Consegna scritta 1 ▸
Secondo la recensione di Cuori in piena, quale lingua parla Céline?
Consegna scritta 2 ▸
Prosegui la recensione del romanzo Cuori in piena a partire dall'ultima frase riportata.

Brano di partenza ▸
Alessio Torino / Dentro il “tempo degli spettri”

Alessio Torino, Cuori in piena, Mondadori, pp. 336, euro 20,00 stampa, euro 10,99 epub

A Pieve Lanterna, un borgo immaginario dell’Appennino umbro-marchigiano, nei pressi del fiume Burano – che invece esiste, nella zona di Pesaro e Urbino – un dodicenne trascorre l’estate forse più importante della sua vita, quella che molti hanno o credono di aver vissuto, dopo la quale non si è più come prima. Un’estate che come un’accetta taglia giorni sereni da altri mostruosi. Dove si è costretti a imparare di cosa è capace un uomo e quanto siamo vulnerabili e fragili.

Cuori in piena, il nuovo romanzo di Alessio Torino, è una storia di formazione adolescenziale ambientata alla fine degli anni Ottanta, prima del crollo del muro di Berlino. Come in Stand by me di Stephen King, l’evento centrale, avvenuto fuori campo, è la morte di un bambino coetaneo del protagonista, annegato nel fiume l’anno precedente: un’ombra lunga e appiccicosa che insinua la paura e la presenza dell’ignoto (quelle cose che accadono anche se non dovrebbero) nei pensieri di bambini che stanno per diventare adulti e fingono di vivere quel passaggio con sfrontatezza.

È un peccato che lo spunto iniziale –  il divieto posto dal padre al figlio di tuffarsi nel fiume, alla Caldare, dove è morto quel ragazzo – nel corso della storia un po’ si perda e sia poco sfruttato narrativamente per definire l’emotività del protagonista, scisso tra l’amore (il primo) per l’inafferrabile Céline (che parla solo francese e quindi il flirt tra i due è per lo più silenzioso, fatto di sguardi, mani che si toccano, segni e indizi non sempre reciprocamente compresi) e l’attrazione verso Arcangelo Gori, il padre del bambino morto, diventato una sorta di mina vagante a Pieve Lanterna. Gori è l’anti-protagonista, l’uomo che si è perso, che urla il proprio dolore, che non ha superato il lutto, che va alla ricerca delle aquile e dei fossili, lui stesso fissato e materializzato per sempre in un determinato tragico passato. Solitario e ubriacone, incute timore ai ragazzi e ancora di più agli adulti. Rappresenta qualcosa da cui non si può scappare, turba il corso seppur poco naturale delle cose perché non accetta di riprendere la rappresentazione del quotidiano. A ridurlo così non è stata solo la morte del figlio ma sono anche i fantasmi mai placati dell’adolescenza, delle ingiustizie subite, della paura. All’adolescenza del protagonista fa infatti da contraltare l’adolescenza di suo padre, vissuta a Pieve Lanterna con Arcangelo Gori e con i padri dei suoi amici. L’amicizia tra i ragazzi – tutti rigorosamente maschi – è il minimo comune denominatore tra le due generazioni, entrambe raccontate nell’età in cui il mondo maschile e quello femminile sono (e irrimediabilmente) scissi e si incontrano solo agli autoscontri, nella giostra dei calci in culo, in coda per lo zucchero filato e a fare il bagno lungo il fiume. Amicizia e solidarietà ma anche rivalità e prevaricazione, in un universo piccolo e protetto (fino a un certo punto, perché i pericoli arrivano dall’interno) come quello di un paese appenninico dove nessuno si fa i fatti propri, tutti guardano tutti e si giudica un uomo da quanto ordinata è la catasta di legna nel suo cortile.

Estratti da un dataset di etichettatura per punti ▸
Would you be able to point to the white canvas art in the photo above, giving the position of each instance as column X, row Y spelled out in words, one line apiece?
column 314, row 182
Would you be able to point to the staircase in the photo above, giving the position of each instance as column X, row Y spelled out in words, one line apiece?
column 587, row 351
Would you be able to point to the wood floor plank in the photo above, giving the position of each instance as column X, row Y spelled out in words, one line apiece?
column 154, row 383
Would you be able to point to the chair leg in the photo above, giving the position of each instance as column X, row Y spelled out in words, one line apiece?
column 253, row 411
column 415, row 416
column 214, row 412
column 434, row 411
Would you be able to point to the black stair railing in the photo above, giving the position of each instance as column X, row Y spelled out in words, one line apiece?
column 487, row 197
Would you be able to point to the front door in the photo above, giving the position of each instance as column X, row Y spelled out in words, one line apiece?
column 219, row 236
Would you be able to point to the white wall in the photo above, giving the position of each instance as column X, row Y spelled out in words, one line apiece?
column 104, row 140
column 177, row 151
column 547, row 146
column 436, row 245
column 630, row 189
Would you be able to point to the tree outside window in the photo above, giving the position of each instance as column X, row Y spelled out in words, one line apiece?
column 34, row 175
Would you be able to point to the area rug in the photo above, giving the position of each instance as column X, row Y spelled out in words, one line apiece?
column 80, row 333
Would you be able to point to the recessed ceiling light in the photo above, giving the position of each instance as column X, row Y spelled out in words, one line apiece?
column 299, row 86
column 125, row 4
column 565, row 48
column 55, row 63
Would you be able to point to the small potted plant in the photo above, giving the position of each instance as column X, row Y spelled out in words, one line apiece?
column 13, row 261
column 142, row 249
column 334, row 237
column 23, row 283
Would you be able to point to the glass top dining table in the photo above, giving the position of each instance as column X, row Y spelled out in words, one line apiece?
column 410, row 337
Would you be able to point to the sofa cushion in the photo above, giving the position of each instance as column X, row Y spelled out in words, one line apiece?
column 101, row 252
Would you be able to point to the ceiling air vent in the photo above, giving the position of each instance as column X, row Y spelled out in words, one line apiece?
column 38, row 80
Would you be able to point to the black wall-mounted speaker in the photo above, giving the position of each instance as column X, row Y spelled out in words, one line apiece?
...
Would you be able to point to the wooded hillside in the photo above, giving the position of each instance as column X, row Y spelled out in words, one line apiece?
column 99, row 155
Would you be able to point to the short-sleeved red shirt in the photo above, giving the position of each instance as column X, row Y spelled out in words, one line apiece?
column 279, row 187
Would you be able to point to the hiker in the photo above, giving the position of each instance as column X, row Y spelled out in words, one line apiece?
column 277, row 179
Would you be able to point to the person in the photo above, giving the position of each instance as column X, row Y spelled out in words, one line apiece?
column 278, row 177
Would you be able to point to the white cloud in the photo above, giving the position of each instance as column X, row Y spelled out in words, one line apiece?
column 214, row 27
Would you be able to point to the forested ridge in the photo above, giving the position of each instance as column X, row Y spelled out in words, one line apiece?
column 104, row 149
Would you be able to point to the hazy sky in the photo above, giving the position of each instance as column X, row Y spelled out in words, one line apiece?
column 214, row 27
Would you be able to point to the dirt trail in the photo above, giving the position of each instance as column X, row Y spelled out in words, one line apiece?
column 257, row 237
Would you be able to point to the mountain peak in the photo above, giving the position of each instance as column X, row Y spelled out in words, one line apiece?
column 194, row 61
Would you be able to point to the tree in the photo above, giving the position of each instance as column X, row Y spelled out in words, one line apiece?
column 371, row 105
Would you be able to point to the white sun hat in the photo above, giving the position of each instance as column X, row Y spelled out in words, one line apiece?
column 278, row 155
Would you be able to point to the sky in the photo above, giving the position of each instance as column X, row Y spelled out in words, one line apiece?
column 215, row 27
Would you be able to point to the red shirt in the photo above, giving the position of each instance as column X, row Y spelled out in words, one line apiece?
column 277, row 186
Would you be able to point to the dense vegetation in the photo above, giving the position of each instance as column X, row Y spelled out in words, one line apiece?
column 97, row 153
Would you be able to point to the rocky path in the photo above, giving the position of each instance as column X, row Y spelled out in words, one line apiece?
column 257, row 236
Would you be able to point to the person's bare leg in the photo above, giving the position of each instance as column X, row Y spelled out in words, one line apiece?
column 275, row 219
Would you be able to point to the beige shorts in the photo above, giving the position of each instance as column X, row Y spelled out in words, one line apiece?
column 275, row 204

Risposta corretta 1 ▸
Céline parla solo francese.

Risposta corretta 2 ▸
L’universo femminile è fatto solo di nonne e nipoti. Le madri sono pressoché assenti, le ragazzine sono esseri misteriosi con impulsi e desideri che il protagonista non comprende e che lo scombinano: “Ero proprio come un cane nel giorno in cui scopre la neve e non si raccapezza più di niente”, pensa invaso dal pensiero e dall’attrazione per Céline. Anche il rapporto tra genitori e figli è più che altro il rapporto tra figlio maschio e il padre: interrotto per i Gori; difficile tra i due amici del protagonista, Achille e Giorgio, e i rispettivi padri; positivo invece, tutto sommato, tra i due Corsi, il protagonista (di cui ignoriamo il nome) e il padre Sebastiano, che compare in presenza all’inizio e alla fine del libro mentre in tutta la parte centrale è a distanza, a Roma, all’altro capo della cornetta nelle ricorrenti telefonate serali con il figlio.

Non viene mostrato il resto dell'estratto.